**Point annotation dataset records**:
────────────────────────────────────────
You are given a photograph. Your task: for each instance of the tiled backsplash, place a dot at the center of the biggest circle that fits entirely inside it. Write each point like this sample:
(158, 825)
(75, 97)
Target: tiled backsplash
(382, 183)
────────────────────────────────────────
**THE REQUEST**:
Copy the material above line for line, with no changes.

**TASK RESPONSE**:
You are given a photograph. Your task: for each instance of the tiled backsplash, place a dot at the center of the biggest circle that fits entirely inside it. Write each point like this sample:
(158, 825)
(75, 97)
Target: tiled backsplash
(382, 183)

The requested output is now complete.